● WHAT IS EXPECTED: Using "jacket" as the search string, find the matching lines below and copy them.

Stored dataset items

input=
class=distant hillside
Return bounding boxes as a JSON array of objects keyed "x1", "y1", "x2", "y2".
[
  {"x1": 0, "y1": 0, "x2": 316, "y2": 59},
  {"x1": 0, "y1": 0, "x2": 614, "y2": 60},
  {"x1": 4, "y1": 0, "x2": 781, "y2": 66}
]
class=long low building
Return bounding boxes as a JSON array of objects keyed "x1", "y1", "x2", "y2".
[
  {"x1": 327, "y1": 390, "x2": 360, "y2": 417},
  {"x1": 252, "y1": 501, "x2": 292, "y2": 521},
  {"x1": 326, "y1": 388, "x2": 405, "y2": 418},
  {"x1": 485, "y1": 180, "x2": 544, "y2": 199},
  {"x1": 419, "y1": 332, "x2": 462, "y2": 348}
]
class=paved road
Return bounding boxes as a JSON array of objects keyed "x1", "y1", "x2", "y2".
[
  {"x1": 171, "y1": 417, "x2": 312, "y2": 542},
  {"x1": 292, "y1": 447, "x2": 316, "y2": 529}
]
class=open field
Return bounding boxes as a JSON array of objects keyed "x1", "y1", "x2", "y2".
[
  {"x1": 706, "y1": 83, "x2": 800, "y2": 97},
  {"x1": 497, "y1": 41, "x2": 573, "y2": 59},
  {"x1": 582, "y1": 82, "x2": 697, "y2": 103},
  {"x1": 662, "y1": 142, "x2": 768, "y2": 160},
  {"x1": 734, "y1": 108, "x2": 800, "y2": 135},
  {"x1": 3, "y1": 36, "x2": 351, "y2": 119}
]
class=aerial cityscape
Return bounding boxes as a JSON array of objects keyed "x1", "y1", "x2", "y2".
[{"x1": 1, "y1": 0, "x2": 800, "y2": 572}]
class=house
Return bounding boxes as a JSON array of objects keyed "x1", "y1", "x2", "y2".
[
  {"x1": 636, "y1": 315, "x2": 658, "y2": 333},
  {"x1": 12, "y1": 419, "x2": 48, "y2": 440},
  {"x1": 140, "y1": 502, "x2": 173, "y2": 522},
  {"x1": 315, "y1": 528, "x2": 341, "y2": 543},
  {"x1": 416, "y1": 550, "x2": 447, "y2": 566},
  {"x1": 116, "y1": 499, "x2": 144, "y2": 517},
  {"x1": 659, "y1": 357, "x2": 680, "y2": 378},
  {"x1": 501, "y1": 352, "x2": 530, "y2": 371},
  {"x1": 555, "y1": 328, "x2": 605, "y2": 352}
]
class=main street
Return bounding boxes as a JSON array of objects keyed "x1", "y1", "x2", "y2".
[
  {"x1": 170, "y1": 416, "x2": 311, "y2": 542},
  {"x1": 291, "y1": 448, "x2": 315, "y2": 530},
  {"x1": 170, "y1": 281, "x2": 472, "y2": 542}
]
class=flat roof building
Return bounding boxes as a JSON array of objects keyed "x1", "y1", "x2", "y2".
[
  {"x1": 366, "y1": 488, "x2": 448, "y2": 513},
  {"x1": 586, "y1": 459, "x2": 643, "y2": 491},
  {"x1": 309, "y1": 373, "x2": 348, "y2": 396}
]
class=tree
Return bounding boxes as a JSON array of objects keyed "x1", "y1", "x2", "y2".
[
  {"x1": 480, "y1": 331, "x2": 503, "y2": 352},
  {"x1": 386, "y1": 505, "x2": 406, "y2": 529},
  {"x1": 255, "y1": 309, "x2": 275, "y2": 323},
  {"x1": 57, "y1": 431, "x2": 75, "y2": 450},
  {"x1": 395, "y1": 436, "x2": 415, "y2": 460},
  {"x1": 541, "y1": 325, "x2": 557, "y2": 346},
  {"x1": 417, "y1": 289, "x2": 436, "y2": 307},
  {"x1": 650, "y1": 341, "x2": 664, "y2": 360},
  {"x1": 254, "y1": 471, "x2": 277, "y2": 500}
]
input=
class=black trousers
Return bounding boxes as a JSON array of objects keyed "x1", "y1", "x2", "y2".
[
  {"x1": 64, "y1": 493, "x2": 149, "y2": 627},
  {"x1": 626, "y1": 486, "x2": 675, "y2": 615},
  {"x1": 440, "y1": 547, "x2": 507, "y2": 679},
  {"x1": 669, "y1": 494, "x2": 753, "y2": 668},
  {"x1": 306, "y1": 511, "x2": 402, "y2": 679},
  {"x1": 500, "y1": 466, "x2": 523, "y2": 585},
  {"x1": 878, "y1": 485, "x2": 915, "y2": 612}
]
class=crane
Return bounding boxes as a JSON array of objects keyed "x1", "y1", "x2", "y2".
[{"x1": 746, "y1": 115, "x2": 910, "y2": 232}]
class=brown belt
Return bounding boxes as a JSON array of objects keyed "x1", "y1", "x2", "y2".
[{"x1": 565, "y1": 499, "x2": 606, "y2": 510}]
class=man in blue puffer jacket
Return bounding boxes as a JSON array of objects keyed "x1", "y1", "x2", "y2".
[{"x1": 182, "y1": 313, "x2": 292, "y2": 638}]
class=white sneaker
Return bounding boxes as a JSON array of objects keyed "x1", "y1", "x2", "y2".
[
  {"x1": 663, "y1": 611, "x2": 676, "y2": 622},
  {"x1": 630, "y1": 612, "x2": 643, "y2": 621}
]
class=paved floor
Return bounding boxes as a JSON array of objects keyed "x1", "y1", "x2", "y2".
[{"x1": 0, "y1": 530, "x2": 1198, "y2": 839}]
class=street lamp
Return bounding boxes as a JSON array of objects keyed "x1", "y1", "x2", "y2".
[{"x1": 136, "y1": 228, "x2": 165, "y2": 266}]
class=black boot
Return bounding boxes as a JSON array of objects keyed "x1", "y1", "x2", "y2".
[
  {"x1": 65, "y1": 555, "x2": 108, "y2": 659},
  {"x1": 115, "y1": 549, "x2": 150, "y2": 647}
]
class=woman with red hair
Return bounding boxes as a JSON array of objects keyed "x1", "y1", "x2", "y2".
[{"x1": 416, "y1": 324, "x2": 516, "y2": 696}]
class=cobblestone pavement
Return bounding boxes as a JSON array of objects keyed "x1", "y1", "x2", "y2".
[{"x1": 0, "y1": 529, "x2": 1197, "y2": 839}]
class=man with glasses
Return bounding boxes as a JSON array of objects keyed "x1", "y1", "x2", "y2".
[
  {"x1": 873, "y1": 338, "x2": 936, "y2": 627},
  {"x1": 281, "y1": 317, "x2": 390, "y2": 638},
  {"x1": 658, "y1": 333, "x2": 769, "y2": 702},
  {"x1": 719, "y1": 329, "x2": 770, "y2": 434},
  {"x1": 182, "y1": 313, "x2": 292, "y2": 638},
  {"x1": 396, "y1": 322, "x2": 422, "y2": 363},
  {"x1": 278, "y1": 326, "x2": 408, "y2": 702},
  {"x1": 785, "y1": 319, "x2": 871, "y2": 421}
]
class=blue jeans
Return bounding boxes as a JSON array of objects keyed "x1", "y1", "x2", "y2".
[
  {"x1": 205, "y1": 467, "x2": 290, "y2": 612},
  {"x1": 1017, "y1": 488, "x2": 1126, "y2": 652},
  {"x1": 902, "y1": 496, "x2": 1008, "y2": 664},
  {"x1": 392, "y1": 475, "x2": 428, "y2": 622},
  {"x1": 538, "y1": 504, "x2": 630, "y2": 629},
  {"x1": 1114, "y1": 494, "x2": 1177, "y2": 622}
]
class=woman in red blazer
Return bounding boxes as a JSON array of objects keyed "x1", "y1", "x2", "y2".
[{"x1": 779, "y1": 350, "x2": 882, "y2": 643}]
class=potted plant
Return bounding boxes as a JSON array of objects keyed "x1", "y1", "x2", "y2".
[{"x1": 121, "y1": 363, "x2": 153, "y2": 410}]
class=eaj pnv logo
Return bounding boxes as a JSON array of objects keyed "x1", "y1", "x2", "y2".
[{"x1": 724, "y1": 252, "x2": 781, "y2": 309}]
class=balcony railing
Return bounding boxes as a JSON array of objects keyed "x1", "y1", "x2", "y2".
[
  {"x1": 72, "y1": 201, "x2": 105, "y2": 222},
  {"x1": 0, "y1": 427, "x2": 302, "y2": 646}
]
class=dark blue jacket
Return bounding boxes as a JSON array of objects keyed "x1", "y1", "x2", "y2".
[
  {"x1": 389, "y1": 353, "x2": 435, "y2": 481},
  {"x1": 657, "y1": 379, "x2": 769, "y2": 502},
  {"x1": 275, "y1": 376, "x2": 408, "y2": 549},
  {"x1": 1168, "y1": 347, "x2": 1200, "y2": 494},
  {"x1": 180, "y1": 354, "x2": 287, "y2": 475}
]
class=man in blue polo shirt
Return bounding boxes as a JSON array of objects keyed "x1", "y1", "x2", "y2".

● ANSWER FOR THE TASK:
class=man in blue puffer jacket
class=dark blue jacket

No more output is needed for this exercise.